**Problems to solve**
(a) Please list every legislative priority in the Alzheimer's funding announcement below, including the research funding goal.
(b) Extend the Alzheimer's funding announcement below, picking up after its final sentence.
--- Text block ---
Alzheimer's Association Steps Up Action on Federal Research Funding

Alzheimer's Association
Monday, 28 January 2002

Washington D.C.— Alzheimer research at the National Institutes of Health must be increased to $1 billion a year as soon as possible to accelerate the search for a prevention or cure according to the Alzheimer's Association's new national legislative program adopted by its Board of Directors at its January meeting. The association is calling on Congress and President Bush to make conquering Alzheimer's disease a key federal health priority.

Other association legislative priorities include:

- Modernize Medicare so that it meets the chronic health care needs of those who have the disease, beginning with a prescription drug benefit.

- Improve the nation's long term care system by expanding options for care—at home and in other settings—for persons with Alzheimer's disease through appropriate staffing levels and by ensuring those staff are well-trained in dementia care.

The association's national program states, "The United States is facing a serious epidemic. By the middle of the century, 14 million of today's baby boomers will have Alzheimer's disease. For most of them, the process that will destroy their memories, their lives, and their savings has already begun.

"The Alzheimer's Association calls on the nation to harness its resources—public and private—to conquer Alzheimer's disease, much as we have mobilized against cancer, heart disease, and AIDS. We will cheat our children and grandchildren if we save them from these other diseases only to condemn them to spend their last years lost in the labyrinth of Alzheimer's."

"The steady investment that Congress has made in Alzheimer research over the past 20 years is paying off. Science is at the point where effective treatment and prevention of the disabling impact of Alzheimer's disease is now within reach," said Stephen McConnell, interim president and CEO of the Alzheimer's Association. "A solid research infrastructure is in place. The paths for further investigation are clear. The missing ingredient is the money needed to realize the scientific opportunities before us. Continued infusion of funds from the National Institutes of Health will maintain the existing infrastructure and continue the momentum of current research efforts."
--- Dataset excerpt ---
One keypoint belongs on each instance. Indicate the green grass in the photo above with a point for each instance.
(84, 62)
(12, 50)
---
**Set of answers**
(a)
- Increase Alzheimer research at the National Institutes of Health to $1 billion a year as soon as possible.
- Modernize Medicare to meet the chronic health care needs of people with the disease, beginning with a prescription drug benefit.
- Improve the nation's long term care system by expanding care options at home and in other settings, with appropriate staffing levels and staff well-trained in dementia care.

(b)
The association wants Congress and the president to appropriate an additional $200 million in fiscal year 2003 for Alzheimer research across the National Institutes of Health, and reiterated the goal of $1 billion in total funding by fiscal year 2004, citing as priorities for use of these funds:

- Additional clinical trials to validate results and to test new targets for early intervention and prevention of Alzheimer's disease, with emphasis on testing variability of treatments by race and ethnicity.

- Expanded support for the Alzheimer's disease Center program to maintain the research infrastructure for laboratory, clinical, and epidemiological studies of Alzheimer's disease and to facilitate collaboration among academic health centers to realize results as rapidly and efficiently as possible.

- A major collaborative initiative at NIH on vascular disease and Alzheimer's disease to discover the mechanisms that link the two, and the funding of large-scale clinical trials to determine whether drugs developed to prevent cerebrovascular disease can prevent the clinical expression of Alzheimer's disease as well.

- Establish and fund a program through the Centers for Disease Control to help translate research results to public health practice and to develop a system to report accurately the incidence and prevalence of Alzheimer's disease.

- Fund clinical research on the treatment and management of Alzheimer's disease through agencies responsible for health services research to demonstrate cost-effective delivery of chronic care and disease management for persons with dementia and to develop appropriate outcome measures for Alzheimer care and treatment.